__Work required__:
Locate every line among the items below that contains the string "motorcycle", and copy each such line. Matching is case-sensitive.

__Stored entries__:

━━━━━━━━━━━━━━━━━━━━━━━━━━━━━━

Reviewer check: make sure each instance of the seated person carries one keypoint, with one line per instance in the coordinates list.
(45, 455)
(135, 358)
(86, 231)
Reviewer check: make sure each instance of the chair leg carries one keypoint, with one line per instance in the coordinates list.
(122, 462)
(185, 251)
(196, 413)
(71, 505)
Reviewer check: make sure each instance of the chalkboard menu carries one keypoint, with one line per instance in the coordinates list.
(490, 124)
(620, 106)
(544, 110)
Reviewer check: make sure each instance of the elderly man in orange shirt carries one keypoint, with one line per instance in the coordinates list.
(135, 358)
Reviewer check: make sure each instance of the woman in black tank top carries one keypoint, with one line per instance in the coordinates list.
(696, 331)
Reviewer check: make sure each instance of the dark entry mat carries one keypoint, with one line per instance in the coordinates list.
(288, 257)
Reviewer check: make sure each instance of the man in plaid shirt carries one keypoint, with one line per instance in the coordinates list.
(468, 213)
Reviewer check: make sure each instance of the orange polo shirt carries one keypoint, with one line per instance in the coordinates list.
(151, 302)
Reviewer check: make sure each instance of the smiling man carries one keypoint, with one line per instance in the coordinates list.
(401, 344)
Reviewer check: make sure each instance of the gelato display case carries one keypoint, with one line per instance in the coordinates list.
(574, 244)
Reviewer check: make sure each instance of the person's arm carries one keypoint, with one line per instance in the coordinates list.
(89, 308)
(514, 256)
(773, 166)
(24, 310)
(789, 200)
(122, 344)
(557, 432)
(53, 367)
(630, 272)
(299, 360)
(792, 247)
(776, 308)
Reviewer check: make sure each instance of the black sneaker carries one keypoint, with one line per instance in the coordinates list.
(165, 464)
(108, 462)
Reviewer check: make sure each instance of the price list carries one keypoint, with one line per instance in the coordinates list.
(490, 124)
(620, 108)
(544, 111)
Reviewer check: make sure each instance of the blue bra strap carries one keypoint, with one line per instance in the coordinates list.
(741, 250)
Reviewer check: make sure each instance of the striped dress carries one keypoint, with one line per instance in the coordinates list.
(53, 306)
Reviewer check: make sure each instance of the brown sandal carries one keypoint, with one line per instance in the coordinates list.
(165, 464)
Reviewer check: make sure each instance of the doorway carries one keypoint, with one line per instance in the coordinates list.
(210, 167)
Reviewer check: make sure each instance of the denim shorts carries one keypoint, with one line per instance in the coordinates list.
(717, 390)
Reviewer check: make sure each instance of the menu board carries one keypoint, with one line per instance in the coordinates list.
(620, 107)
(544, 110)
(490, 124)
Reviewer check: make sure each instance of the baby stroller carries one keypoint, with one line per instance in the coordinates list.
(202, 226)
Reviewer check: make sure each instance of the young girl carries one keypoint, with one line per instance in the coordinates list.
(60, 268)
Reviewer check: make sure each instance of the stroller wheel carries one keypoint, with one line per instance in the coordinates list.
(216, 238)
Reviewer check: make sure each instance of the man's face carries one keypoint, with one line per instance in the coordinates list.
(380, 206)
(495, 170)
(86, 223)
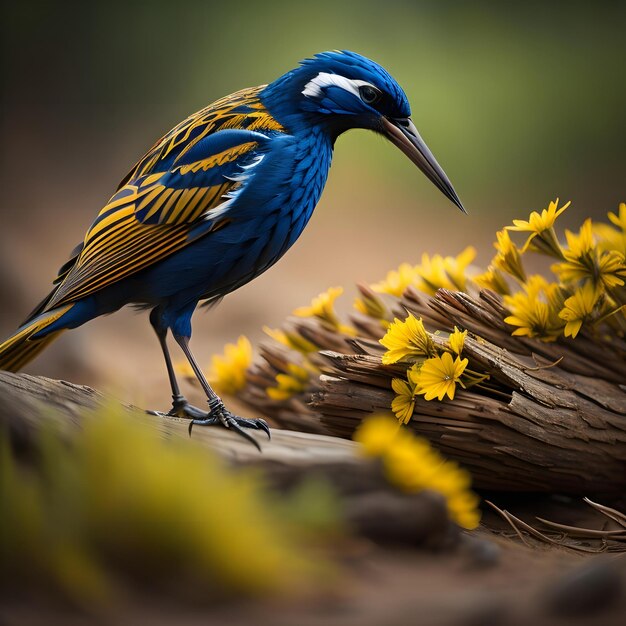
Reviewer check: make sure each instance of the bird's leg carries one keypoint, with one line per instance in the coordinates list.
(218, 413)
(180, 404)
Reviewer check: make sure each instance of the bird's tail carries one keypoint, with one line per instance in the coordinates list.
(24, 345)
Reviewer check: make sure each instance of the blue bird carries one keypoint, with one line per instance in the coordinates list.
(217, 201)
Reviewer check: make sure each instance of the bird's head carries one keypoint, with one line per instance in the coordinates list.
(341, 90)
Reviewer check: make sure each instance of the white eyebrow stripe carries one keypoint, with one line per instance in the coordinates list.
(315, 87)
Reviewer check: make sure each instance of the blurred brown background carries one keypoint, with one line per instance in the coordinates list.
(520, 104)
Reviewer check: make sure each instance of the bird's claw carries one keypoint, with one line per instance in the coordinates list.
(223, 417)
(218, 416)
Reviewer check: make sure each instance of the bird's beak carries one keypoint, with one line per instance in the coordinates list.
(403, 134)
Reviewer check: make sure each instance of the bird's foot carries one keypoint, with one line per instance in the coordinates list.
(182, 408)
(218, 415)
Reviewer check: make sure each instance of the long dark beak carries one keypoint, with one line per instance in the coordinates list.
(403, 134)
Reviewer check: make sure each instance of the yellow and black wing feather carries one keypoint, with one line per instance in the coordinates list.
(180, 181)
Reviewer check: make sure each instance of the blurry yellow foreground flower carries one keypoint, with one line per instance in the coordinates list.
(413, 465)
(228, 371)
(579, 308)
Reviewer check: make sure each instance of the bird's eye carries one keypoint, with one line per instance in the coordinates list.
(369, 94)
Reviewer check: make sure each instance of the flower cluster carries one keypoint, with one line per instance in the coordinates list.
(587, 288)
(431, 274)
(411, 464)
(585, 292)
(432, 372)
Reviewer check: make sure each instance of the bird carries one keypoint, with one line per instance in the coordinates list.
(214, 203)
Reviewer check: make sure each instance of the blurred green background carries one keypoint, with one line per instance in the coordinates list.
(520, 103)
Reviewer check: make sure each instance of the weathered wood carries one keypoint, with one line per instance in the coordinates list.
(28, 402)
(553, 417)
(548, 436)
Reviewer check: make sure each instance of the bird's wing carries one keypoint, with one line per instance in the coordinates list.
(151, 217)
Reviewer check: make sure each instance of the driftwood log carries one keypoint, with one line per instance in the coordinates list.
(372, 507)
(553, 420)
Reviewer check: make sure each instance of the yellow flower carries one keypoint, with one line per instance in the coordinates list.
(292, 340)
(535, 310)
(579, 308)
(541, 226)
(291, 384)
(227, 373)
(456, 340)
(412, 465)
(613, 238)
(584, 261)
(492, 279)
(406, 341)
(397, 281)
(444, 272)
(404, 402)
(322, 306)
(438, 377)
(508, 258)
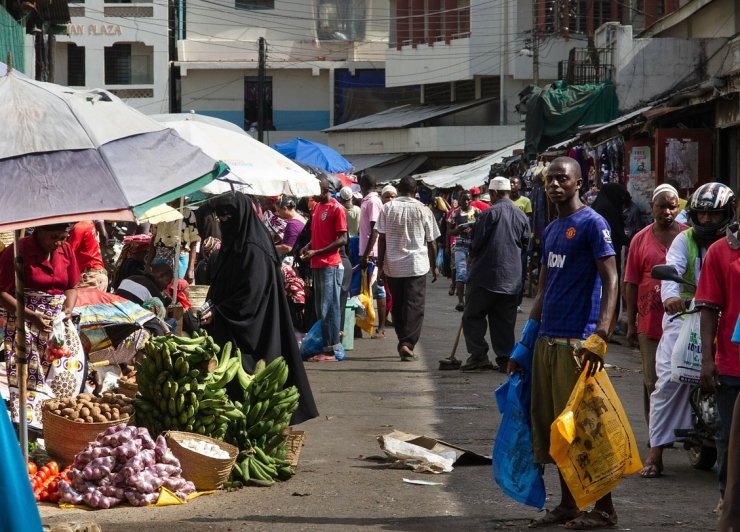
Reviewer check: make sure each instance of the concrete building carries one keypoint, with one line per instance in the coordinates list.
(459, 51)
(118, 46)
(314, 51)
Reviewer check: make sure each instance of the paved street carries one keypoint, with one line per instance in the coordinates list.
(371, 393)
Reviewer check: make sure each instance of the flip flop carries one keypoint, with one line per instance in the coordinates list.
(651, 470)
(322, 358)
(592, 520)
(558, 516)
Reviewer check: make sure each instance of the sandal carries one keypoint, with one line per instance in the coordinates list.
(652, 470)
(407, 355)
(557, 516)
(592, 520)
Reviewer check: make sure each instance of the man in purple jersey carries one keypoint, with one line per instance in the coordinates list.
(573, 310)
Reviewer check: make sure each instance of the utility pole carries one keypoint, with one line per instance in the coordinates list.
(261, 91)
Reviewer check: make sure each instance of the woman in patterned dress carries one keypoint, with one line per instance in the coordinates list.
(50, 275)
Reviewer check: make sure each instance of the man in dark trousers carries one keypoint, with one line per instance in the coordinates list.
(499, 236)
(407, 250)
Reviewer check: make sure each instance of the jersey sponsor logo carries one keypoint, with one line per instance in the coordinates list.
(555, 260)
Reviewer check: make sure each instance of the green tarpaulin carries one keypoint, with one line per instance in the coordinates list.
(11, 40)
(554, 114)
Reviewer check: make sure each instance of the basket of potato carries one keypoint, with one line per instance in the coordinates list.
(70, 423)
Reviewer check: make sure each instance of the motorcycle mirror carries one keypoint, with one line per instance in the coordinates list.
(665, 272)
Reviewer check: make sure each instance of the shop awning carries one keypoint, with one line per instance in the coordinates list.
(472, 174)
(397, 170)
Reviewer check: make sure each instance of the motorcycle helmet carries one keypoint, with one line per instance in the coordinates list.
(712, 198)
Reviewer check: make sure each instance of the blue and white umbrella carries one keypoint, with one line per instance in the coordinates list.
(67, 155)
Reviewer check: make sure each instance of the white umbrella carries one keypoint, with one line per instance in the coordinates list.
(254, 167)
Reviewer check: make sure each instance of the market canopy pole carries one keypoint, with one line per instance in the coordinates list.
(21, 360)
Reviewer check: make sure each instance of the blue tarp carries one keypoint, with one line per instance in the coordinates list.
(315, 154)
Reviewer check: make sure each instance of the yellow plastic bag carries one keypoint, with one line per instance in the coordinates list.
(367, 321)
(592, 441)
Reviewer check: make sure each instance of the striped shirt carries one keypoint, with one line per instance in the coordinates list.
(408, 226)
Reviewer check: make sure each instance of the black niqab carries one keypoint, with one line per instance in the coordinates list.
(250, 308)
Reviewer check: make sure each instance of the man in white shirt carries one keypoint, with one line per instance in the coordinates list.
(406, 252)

━━━━━━━━━━━━━━━━━━━━━━━━━━━━━━

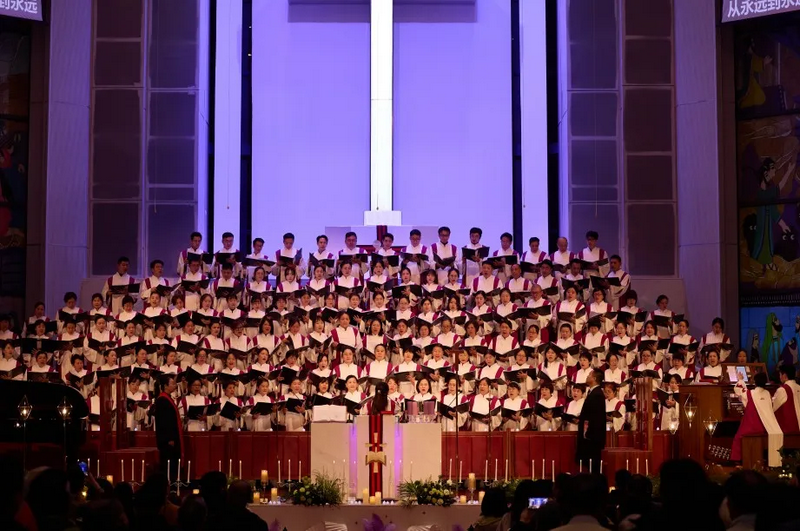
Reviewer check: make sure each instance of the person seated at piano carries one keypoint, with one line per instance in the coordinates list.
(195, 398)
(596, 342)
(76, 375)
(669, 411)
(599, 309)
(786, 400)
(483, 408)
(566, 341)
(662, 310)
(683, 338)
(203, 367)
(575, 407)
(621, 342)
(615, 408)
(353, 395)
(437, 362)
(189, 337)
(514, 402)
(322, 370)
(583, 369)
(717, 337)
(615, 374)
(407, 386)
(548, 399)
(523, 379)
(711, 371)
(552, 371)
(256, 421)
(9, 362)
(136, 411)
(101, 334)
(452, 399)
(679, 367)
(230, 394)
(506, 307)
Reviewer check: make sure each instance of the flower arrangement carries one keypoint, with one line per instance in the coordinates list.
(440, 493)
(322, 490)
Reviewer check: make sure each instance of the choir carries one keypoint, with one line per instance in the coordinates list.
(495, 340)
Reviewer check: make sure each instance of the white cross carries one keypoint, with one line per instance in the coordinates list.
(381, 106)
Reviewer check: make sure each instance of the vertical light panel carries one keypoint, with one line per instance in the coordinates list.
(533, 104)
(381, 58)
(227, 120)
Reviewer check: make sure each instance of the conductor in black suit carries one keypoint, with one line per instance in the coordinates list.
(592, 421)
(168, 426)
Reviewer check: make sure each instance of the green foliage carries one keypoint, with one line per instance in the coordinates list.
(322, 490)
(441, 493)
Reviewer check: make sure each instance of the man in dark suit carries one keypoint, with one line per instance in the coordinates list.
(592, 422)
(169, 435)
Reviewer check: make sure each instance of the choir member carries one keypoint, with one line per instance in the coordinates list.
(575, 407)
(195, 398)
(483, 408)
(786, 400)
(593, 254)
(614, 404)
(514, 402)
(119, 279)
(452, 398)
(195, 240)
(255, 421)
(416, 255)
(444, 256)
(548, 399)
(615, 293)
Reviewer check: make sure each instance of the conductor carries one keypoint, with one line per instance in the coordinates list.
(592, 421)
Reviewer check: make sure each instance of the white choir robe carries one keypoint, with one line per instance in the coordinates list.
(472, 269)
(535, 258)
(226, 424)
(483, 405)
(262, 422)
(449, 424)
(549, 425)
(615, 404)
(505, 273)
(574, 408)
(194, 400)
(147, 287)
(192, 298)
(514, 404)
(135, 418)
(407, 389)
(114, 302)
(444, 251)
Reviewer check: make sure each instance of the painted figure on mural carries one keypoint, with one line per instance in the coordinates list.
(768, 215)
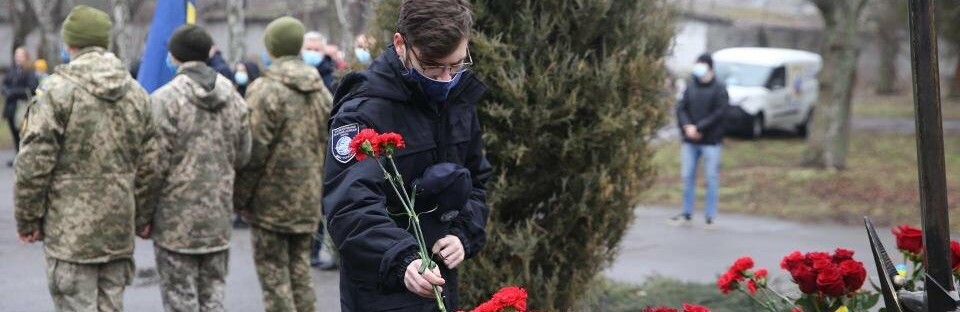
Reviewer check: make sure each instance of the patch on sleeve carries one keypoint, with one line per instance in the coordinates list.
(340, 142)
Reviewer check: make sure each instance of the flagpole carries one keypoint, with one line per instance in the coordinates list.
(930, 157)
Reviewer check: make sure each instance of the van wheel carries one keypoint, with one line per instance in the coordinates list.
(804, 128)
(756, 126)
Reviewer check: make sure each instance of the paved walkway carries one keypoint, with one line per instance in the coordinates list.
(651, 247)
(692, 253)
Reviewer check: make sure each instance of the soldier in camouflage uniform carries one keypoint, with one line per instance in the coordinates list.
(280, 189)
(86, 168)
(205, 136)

━━━━━━━━━━━━━━━━━━━━━━━━━━━━━━

__Response below__:
Reviewer check: make sure each instance of the motorcycle mirror carries one keypoint, with one line per instance in the coordinates list.
Reviewer check: make sure each instance of the motorcycle helmet carries one keypoint, with one line per instance in the coordinates list.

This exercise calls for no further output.